Studio album by Iron Reagan
- Released: February 3, 2017
- Recorded: 2016
- Studio: Blaze of Torment Studios Richmond, Virginia, U.S.
- Genre: Crossover thrash
- Length: 28:48
- Label: Relapse
- Producer: Phil Hall

Iron Reagan chronology
| The Tyranny of Will (2014) | Crossover Ministry (2017) | Iron Reagan/ Gatecreeper (2018) |

Singles from Crossover Ministry
- "A Dying World" Released: November 16, 2016; "Grim Business" Released: December 12, 2016; "Bleed the Fifth" Released: January 12, 2017;

= Crossover Ministry =

Crossover Ministry is the third studio album by American crossover thrash band Iron Reagan, released in 2017 by Relapse Records. As with previous entries, many of its lyrics contain social and political commentary, with the title track, "Megachurch", and "Dogsnotgods" in particular targeting organized religion.

EXERCISE INSTRUCTIONS:
• 1. Using the album entry, answer these:
(a) In which studio and city was the album recorded?
(b) Which single came out on December 12, 2016?
(c) Which of the band's studio albums is this one, counting in order?
• 2. Reproduce the stretch of the album entry from "Singles from Crossover" through "targeting organized religion.", word for word.
The material that comes after the album entry is separate from it.

(Entries drawn from a collection)

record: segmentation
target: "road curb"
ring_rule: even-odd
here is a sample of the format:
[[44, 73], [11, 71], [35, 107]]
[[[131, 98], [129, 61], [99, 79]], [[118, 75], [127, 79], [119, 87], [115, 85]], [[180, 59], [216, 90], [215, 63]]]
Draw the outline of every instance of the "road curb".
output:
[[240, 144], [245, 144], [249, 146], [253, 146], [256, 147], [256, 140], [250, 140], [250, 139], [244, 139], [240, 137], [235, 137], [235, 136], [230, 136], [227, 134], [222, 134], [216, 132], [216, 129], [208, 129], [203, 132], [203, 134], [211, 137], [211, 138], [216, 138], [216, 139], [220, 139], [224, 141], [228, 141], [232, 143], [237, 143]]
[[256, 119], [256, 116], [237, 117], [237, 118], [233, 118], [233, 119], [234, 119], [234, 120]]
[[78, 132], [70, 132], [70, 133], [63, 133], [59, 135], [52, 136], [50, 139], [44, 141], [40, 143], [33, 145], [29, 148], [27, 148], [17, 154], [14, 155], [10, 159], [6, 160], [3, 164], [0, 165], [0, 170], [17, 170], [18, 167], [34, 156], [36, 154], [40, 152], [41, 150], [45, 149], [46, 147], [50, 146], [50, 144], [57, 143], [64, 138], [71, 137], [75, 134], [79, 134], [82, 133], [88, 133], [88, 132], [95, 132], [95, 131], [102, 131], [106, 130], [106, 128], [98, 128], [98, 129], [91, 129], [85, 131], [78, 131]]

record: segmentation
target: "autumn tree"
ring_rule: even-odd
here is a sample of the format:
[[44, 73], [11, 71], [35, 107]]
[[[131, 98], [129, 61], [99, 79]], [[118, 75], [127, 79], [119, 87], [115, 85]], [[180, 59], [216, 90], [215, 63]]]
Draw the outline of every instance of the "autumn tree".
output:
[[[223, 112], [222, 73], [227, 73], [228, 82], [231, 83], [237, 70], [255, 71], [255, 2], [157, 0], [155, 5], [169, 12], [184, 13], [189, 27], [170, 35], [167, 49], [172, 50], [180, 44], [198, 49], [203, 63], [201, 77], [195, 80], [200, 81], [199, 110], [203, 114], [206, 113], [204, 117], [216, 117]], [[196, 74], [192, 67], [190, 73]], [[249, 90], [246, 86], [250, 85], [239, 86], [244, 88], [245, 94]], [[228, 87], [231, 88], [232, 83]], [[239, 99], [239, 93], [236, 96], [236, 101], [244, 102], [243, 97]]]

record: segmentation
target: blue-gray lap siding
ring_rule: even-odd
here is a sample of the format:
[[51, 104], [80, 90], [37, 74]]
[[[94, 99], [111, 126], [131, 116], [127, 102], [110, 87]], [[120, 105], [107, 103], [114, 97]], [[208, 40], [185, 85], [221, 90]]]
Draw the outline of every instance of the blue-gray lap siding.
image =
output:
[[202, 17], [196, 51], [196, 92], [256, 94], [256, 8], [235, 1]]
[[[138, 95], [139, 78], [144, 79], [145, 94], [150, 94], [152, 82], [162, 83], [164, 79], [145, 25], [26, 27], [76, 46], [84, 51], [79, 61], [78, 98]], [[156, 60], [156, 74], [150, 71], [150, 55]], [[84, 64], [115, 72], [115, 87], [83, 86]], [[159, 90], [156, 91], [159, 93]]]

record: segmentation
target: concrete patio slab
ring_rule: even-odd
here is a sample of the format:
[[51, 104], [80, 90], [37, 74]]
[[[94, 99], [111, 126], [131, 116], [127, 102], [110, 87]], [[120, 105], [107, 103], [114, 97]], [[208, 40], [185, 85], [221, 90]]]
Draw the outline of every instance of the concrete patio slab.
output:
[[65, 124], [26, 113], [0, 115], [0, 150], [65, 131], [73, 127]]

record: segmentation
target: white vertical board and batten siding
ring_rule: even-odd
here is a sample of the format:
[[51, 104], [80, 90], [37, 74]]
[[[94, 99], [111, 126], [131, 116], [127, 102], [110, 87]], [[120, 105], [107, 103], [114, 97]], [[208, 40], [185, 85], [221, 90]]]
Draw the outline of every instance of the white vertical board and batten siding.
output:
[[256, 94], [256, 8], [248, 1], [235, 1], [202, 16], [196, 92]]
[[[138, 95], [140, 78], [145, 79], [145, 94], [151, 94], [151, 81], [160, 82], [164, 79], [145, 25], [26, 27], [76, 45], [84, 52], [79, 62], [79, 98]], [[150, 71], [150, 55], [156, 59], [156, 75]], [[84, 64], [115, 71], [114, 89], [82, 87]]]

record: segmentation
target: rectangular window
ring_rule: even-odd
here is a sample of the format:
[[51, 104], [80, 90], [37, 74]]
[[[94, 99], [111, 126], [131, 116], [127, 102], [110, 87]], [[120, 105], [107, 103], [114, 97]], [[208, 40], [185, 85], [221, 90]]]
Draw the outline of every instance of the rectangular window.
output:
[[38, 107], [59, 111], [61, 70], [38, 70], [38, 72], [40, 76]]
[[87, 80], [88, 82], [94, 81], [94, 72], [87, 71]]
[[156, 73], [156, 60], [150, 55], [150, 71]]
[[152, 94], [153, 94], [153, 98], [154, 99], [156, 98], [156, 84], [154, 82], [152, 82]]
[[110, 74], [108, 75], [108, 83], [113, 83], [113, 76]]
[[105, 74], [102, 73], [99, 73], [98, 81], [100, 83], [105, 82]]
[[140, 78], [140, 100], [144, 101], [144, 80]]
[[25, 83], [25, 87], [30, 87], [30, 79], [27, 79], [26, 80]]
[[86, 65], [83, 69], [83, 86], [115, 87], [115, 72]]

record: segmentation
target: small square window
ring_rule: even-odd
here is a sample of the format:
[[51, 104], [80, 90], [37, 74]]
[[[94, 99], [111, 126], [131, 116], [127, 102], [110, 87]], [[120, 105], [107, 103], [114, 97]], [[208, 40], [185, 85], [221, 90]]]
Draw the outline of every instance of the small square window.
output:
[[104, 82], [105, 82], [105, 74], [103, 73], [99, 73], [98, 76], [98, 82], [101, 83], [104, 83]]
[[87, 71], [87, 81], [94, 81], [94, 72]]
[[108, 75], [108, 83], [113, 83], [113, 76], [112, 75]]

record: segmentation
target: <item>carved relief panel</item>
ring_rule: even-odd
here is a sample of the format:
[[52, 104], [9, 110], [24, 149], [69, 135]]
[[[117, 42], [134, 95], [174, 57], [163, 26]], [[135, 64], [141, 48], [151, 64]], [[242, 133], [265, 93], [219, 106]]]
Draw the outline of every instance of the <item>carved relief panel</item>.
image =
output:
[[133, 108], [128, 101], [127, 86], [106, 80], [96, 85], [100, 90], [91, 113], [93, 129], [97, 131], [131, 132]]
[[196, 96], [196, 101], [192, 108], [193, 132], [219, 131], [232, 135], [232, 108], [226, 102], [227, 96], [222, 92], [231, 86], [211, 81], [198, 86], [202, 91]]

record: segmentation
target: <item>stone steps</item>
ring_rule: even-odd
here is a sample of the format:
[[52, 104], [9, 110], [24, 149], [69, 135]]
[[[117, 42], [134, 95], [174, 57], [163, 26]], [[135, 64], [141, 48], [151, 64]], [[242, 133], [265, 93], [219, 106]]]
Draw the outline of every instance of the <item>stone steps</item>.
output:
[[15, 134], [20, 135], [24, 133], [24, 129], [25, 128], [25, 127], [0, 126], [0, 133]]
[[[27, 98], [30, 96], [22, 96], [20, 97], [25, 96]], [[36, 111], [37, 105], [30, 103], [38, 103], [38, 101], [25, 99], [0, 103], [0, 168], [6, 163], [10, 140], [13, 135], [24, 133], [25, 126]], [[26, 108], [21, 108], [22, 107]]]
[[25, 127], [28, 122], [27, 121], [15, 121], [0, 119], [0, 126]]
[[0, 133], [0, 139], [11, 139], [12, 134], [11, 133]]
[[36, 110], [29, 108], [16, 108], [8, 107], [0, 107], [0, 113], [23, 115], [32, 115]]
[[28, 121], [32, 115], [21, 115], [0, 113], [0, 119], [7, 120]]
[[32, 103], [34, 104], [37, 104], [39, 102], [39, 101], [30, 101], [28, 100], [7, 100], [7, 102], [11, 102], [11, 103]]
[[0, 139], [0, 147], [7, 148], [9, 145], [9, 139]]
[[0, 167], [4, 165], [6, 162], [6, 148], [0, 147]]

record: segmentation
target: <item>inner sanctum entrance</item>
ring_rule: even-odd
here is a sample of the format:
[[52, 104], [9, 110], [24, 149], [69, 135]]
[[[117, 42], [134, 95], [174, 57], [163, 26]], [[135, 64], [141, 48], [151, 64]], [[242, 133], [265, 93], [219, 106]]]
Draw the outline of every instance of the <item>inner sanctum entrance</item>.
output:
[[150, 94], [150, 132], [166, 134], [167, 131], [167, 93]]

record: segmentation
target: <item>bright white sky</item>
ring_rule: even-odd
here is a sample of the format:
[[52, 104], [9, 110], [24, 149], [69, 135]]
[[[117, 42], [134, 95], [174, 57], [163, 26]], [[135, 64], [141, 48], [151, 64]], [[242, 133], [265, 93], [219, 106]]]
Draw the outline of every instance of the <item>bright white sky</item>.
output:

SOLVED PROBLEMS:
• 1.
(a) Blaze of Torment Studios, Richmond, Virginia
(b) "Grim Business"
(c) The third

• 2.
Singles from Crossover Ministry
- "A Dying World" Released: November 16, 2016; "Grim Business" Released: December 12, 2016; "Bleed the Fifth" Released: January 12, 2017;

= Crossover Ministry =

Crossover Ministry is the third studio album by American crossover thrash band Iron Reagan, released in 2017 by Relapse Records. As with previous entries, many of its lyrics contain social and political commentary, with the title track, "Megachurch", and "Dogsnotgods" in particular targeting organized religion.